- [Problem to work on] Copy every one of the records below word for word, line by line, with no changes.

- [Dataset records]

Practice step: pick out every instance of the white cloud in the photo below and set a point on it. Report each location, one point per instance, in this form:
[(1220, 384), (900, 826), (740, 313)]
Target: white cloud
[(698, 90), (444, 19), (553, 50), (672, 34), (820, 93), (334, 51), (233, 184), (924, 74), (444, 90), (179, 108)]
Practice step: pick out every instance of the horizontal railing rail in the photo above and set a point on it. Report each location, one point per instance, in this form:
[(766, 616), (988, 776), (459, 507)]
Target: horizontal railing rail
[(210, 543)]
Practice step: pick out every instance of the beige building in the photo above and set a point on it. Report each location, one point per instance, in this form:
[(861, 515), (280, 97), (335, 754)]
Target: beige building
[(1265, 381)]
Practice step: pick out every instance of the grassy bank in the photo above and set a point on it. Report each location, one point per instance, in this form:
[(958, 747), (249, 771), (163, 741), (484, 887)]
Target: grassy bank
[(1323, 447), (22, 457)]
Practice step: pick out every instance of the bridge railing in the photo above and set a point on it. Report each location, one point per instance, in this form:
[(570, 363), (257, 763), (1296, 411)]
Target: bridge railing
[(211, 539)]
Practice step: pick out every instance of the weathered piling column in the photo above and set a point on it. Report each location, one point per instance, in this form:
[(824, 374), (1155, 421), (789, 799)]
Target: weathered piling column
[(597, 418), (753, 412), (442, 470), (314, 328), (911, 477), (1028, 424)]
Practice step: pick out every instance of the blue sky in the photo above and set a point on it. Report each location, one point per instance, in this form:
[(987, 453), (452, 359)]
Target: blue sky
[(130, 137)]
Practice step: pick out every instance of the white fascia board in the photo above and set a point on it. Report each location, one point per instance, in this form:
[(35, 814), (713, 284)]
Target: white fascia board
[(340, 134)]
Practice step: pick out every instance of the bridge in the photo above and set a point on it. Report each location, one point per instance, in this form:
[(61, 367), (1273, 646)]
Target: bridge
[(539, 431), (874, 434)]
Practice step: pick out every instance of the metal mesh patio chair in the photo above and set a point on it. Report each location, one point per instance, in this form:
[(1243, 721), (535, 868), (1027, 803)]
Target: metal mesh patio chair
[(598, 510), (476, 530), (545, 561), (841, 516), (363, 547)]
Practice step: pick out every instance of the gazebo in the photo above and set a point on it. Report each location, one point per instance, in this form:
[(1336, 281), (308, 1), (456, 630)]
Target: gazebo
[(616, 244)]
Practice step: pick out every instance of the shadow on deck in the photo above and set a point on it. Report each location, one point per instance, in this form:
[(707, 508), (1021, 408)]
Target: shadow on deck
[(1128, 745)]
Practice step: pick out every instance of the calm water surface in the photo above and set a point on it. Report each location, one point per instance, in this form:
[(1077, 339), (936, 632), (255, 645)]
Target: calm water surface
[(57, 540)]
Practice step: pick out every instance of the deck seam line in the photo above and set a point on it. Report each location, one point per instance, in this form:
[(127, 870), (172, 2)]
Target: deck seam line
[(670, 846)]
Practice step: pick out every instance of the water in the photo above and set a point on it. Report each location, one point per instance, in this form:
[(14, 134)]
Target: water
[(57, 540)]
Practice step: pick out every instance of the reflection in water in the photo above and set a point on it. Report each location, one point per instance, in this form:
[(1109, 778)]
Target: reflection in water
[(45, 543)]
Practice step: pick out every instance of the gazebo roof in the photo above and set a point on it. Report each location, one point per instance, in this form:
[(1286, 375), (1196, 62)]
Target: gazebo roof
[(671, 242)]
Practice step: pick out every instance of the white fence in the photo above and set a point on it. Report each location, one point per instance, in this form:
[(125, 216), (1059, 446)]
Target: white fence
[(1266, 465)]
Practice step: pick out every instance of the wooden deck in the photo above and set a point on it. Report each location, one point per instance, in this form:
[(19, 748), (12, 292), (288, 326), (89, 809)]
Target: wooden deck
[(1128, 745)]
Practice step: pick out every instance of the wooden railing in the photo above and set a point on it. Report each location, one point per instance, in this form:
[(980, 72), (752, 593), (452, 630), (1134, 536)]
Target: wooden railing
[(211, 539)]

- [Written reply]
Practice step: pick out every instance of the white cloud in the photo below and set a point on it. Report each location, one point per instance, in this form:
[(1220, 384), (900, 826), (740, 313)]
Target: white cloud
[(698, 90), (444, 19), (553, 50), (672, 34), (820, 93), (334, 51), (233, 184), (924, 74), (444, 90), (179, 108)]
Practice step: pick out every instance of the horizontal railing rail in the photo above and set a point on it. Report each location, one point per instance, in this form:
[(766, 616), (988, 776), (459, 507)]
Target: horizontal railing rail
[(210, 543)]
Practice step: pick out every instance of the beige building in the photo above and set a point on it. Report each location, one point per instance, in this form:
[(861, 515), (280, 97), (335, 754)]
Target: beige building
[(1265, 381)]
Practice step: pick out every instance of the grassy bank in the photo above and set a point on it. Report each location, one point per instance, in this form:
[(958, 747), (249, 771), (163, 741), (484, 887)]
Target: grassy bank
[(1323, 447), (22, 457)]
Practice step: pick out every instance of the bridge railing in the photo above and set a point on it. Report each location, one point per instance, in this form:
[(570, 363), (257, 763), (1296, 411)]
Target: bridge railing
[(211, 539)]
Practice step: pick out every instance of the weathered piling column in the photo above and set a point on it. Report each location, one point per instance, in this form:
[(824, 374), (1155, 421), (789, 799)]
Target: weathered piling column
[(597, 418), (753, 412), (442, 470), (314, 328), (911, 477), (1028, 424)]
Practice step: pick out every instance of the blue sky in the photo above and set a point on it. Report each location, one point per instance, in this form:
[(987, 453), (452, 359)]
Target: blue sky
[(130, 137)]
Practice step: pick out every instance of the white fascia board in the photo above and set a point on it. Report each location, one point per instance, in this form:
[(35, 814), (713, 284)]
Target: white fascia board
[(340, 134)]
Practice step: pick out every instance of the bridge in the photo above and set a point on it. Report each location, one point per instance, in this form:
[(61, 367), (1273, 646)]
Target: bridge
[(539, 431), (874, 434)]
Practice step: pick out every instance of the metal mesh patio chair in the photo above and set a point on it. Report each location, one point per instance, in this form:
[(1243, 721), (535, 868), (1027, 803)]
Target: metal mesh patio chair
[(598, 510), (476, 530), (545, 561), (841, 516), (363, 547)]
Practice step: pick out every instance of the gazebo in the photo above and set a point on it. Report each location, one point per instance, in this form:
[(1336, 281), (308, 1), (456, 630)]
Target: gazebo
[(616, 244)]
Practice step: pick out every instance of the shadow on deck in the photo above and set a point on it. Report each location, one point per instance, in this form:
[(707, 508), (1021, 408)]
Target: shadow on deck
[(1128, 745)]
Practice step: pick out every instance of the calm water surface in the photo above and set a point on it. Report each location, one point per instance, in this form:
[(1077, 339), (936, 632), (255, 645)]
Target: calm water surface
[(57, 540)]
Practice step: pick out every instance of the deck seam line in the photo above and set a point on it. Report each location, one point per instance, in this form:
[(127, 870), (172, 2)]
Target: deck seam line
[(670, 846)]
Practice step: pick out every instance of the water in the photo above and set a point on it. Report each location, one point per instance, in this form:
[(14, 134)]
Target: water
[(57, 540)]
Practice step: pick out every instance of the reflection in water in the photo above and set a point on it. Report each location, one point per instance, in this form:
[(1109, 778)]
Target: reflection in water
[(45, 543)]
Practice step: pick out every instance of the gazebo roof in the photo above and set a point on it. Report each location, one point per instance, in this form:
[(1286, 375), (1196, 62)]
Target: gazebo roof
[(671, 242)]
Practice step: pick out every instance of the white fence in the photo above and set a point on it. Report each location, one point per instance, in this form:
[(125, 216), (1059, 446)]
Target: white fence
[(1266, 465)]
Practice step: pick out every instance of the wooden deck in the photo above and set a point on it. Report each location, one point per instance, in this form:
[(19, 748), (12, 292), (288, 326), (89, 809)]
Target: wooden deck
[(1128, 745)]
Practice step: pick out every instance of the wooden railing in the photo above and set a point on it. Report each location, one point per instance, in this form:
[(980, 72), (752, 593), (452, 630), (1134, 536)]
Target: wooden railing
[(211, 539)]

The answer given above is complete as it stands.